** MATERIALS PROVIDED follows **

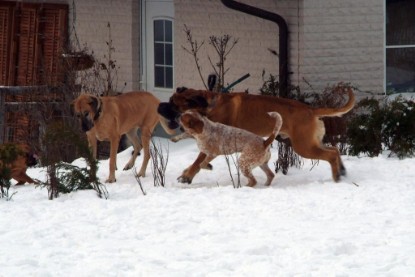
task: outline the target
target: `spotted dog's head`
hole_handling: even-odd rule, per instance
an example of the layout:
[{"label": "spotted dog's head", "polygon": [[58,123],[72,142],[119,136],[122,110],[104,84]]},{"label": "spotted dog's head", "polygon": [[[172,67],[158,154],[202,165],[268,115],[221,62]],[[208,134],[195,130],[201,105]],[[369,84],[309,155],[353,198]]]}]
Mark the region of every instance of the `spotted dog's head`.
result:
[{"label": "spotted dog's head", "polygon": [[169,120],[169,127],[175,129],[179,127],[178,119],[187,110],[196,110],[201,114],[206,114],[208,100],[206,94],[210,93],[202,90],[193,90],[186,87],[176,89],[169,102],[160,103],[158,113]]},{"label": "spotted dog's head", "polygon": [[91,130],[101,113],[101,100],[94,95],[81,94],[72,102],[72,106],[75,115],[81,121],[82,131]]},{"label": "spotted dog's head", "polygon": [[197,135],[203,132],[204,122],[202,116],[194,110],[184,112],[180,116],[180,125],[190,135]]}]

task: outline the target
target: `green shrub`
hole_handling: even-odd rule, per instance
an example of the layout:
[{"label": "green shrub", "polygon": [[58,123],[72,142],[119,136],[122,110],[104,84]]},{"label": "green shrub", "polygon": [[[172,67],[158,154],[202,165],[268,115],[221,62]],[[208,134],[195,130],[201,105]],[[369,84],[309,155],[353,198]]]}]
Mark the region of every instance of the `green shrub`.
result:
[{"label": "green shrub", "polygon": [[382,128],[385,148],[400,159],[415,153],[415,102],[396,98],[387,104]]},{"label": "green shrub", "polygon": [[382,152],[384,109],[375,99],[363,99],[355,109],[356,113],[349,120],[347,128],[348,154],[377,156]]},{"label": "green shrub", "polygon": [[[99,197],[108,197],[107,190],[97,177],[98,161],[88,147],[84,136],[62,121],[51,123],[42,140],[47,150],[44,164],[47,166],[48,180],[42,185],[48,189],[49,199],[58,197],[60,193],[70,193],[82,189],[94,189]],[[61,156],[62,149],[72,148],[77,156],[85,158],[87,166],[78,166],[65,162],[67,157]]]},{"label": "green shrub", "polygon": [[366,98],[356,105],[347,128],[348,154],[374,157],[383,150],[390,156],[411,157],[415,153],[415,103]]}]

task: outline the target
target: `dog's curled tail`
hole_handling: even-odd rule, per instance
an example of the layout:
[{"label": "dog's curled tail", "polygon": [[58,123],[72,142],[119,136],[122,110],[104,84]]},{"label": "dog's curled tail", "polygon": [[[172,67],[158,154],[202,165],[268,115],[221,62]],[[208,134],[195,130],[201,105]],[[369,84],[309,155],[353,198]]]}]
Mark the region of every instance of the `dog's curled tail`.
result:
[{"label": "dog's curled tail", "polygon": [[342,116],[354,107],[355,97],[351,88],[348,90],[349,101],[341,108],[317,108],[314,109],[314,115],[318,117],[325,116]]},{"label": "dog's curled tail", "polygon": [[161,127],[163,127],[164,131],[166,131],[167,134],[169,135],[176,134],[175,130],[169,128],[168,120],[164,116],[159,115],[159,121],[160,121]]},{"label": "dog's curled tail", "polygon": [[275,139],[275,137],[278,135],[278,132],[281,129],[282,126],[282,117],[279,113],[277,112],[269,112],[268,113],[270,117],[275,118],[275,126],[274,126],[274,130],[272,131],[272,134],[269,136],[269,138],[267,138],[266,140],[264,140],[264,147],[268,147]]}]

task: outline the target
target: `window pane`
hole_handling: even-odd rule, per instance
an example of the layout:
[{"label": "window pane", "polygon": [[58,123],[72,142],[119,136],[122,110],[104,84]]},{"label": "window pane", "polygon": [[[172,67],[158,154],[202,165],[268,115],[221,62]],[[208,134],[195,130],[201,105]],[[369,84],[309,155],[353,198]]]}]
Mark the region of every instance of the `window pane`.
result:
[{"label": "window pane", "polygon": [[164,41],[164,20],[154,20],[154,41]]},{"label": "window pane", "polygon": [[157,65],[164,64],[164,44],[154,43],[154,63]]},{"label": "window pane", "polygon": [[164,87],[164,67],[156,66],[154,67],[154,86],[163,88]]},{"label": "window pane", "polygon": [[415,44],[415,1],[386,1],[386,45]]},{"label": "window pane", "polygon": [[165,29],[164,29],[165,39],[167,42],[172,42],[173,41],[172,22],[166,20],[164,23],[165,23]]},{"label": "window pane", "polygon": [[166,44],[166,65],[173,65],[173,45]]},{"label": "window pane", "polygon": [[415,92],[415,48],[386,49],[386,91]]},{"label": "window pane", "polygon": [[173,88],[173,68],[166,67],[166,88]]}]

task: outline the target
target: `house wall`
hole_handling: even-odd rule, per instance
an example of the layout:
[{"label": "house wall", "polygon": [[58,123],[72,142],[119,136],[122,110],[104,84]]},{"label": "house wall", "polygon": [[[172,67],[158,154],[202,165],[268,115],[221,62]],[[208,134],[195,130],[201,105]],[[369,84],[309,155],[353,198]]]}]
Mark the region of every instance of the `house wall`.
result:
[{"label": "house wall", "polygon": [[[242,1],[268,11],[278,11],[284,18],[289,19],[289,29],[297,32],[299,4],[297,1],[282,0],[246,0]],[[218,61],[218,55],[209,45],[209,36],[220,37],[230,35],[238,39],[238,43],[225,61],[229,71],[225,75],[225,83],[232,83],[241,76],[249,73],[250,78],[234,87],[235,91],[246,89],[258,93],[263,84],[262,72],[278,75],[278,57],[268,49],[278,52],[278,25],[261,18],[250,16],[225,7],[219,0],[175,0],[175,69],[176,86],[203,88],[195,61],[183,47],[189,48],[184,25],[191,30],[193,39],[204,45],[199,51],[198,58],[204,80],[213,73],[208,57],[213,62]],[[295,36],[296,37],[296,36]],[[290,37],[290,64],[297,66],[297,40]]]},{"label": "house wall", "polygon": [[[289,79],[303,90],[349,82],[362,91],[383,92],[383,0],[239,0],[284,17],[289,29]],[[205,79],[213,70],[207,56],[216,56],[210,35],[229,34],[239,42],[226,64],[226,82],[245,73],[251,77],[235,87],[258,92],[262,71],[278,75],[278,26],[226,8],[220,0],[175,0],[176,86],[203,87],[191,55],[183,50],[183,26],[205,44],[199,59]],[[310,87],[311,86],[311,87]]]},{"label": "house wall", "polygon": [[[239,0],[284,17],[289,28],[289,79],[303,90],[322,90],[337,82],[350,82],[362,91],[383,92],[384,83],[384,0]],[[97,58],[108,54],[111,36],[113,59],[120,66],[117,88],[139,88],[139,0],[34,0],[67,3],[69,26],[75,26],[81,47]],[[74,3],[74,5],[73,5]],[[208,57],[217,55],[209,36],[231,35],[238,39],[230,52],[226,83],[250,73],[235,91],[257,93],[262,73],[278,75],[278,26],[226,8],[220,0],[174,0],[175,5],[175,86],[203,88],[183,31],[186,25],[193,39],[204,41],[198,57],[204,80],[213,72]],[[70,31],[73,31],[70,28]],[[74,33],[71,35],[74,41]],[[124,83],[126,85],[124,86]]]},{"label": "house wall", "polygon": [[297,79],[315,89],[343,81],[383,92],[384,0],[303,0],[302,5]]},{"label": "house wall", "polygon": [[[69,5],[69,35],[75,49],[86,47],[101,61],[108,57],[109,31],[118,69],[118,91],[139,88],[140,11],[137,0],[30,0]],[[107,27],[110,23],[110,28]],[[77,39],[79,43],[77,43]],[[79,47],[78,47],[79,46]]]}]

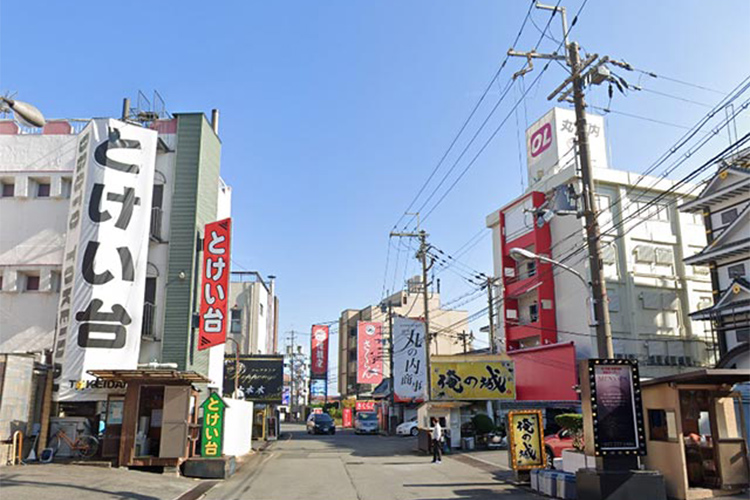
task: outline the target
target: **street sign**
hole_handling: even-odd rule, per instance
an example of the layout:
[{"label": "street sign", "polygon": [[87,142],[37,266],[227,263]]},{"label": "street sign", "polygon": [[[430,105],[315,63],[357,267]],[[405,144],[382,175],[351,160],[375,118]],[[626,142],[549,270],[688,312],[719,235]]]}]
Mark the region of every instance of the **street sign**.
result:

** End of MATERIALS PROVIDED **

▶ [ACTIVITY] Go through the entries and copy every line with "region".

▶ [YOUR SOLUTION]
Mark the region of every instance of the `spotted dog's head`.
Mark the region of every instance of the `green shrub`.
Mark the region of every instance of the `dog's curled tail`.
Mark the region of every instance of the `window pane`.
Mark the region of every instance of the `house wall`.
Mark the region of every instance of the **street sign**.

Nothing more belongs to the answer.